→ **Instructions for the task**
Exact reproduction required: the lines below from the line with "The component shall indicate each instance of the headlight" to the line with "The component shall indicate each instance of the green", both ends included, and no others.

→ **Extracted material**
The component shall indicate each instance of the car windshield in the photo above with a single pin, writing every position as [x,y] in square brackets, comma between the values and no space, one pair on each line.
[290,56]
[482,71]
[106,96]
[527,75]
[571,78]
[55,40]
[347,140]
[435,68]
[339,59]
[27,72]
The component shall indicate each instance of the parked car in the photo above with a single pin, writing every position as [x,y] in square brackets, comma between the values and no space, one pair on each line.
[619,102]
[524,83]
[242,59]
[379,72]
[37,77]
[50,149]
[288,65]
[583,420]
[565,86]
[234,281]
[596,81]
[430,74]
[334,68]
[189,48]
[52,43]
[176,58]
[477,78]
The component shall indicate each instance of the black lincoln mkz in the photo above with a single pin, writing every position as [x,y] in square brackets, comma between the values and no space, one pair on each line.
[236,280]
==
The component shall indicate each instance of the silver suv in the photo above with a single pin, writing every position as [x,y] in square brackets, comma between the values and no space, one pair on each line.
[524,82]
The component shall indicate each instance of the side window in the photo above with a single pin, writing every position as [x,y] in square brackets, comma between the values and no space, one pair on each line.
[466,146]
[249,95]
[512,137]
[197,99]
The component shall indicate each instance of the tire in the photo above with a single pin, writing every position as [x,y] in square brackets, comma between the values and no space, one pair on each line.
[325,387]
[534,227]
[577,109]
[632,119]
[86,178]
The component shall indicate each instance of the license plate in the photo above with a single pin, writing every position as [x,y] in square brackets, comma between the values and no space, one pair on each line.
==
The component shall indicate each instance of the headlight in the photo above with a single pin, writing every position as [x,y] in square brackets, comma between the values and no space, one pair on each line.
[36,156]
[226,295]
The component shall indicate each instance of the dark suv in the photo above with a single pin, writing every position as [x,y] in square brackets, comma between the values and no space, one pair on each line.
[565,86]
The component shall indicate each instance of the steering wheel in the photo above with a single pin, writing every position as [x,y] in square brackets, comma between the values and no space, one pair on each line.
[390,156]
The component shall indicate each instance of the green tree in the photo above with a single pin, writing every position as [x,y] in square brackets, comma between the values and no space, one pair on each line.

→ **Answer box**
The component shall indicate each instance of the headlight in the photo above with a single pin, writing every position as [x,y] in square brackets, comma between the values and no space, one pair on each line.
[36,156]
[226,295]
The component shall indicate each instance of the dark suv in the photo above with a single pin, writing every position as [x,y] in square brackets, comma between the values and no space, one pair on each line.
[565,86]
The component shall indicate each instance of the steering wheel in the photo above with a single pin, writing every position as [x,y] in square brackets, comma between the values and no space, one pair on each line.
[390,156]
The component shall indicate each instance of the green tree in the photo above with a single pin, writing every position as [x,y] in square brackets, comma between the values and no space, one pair on each line.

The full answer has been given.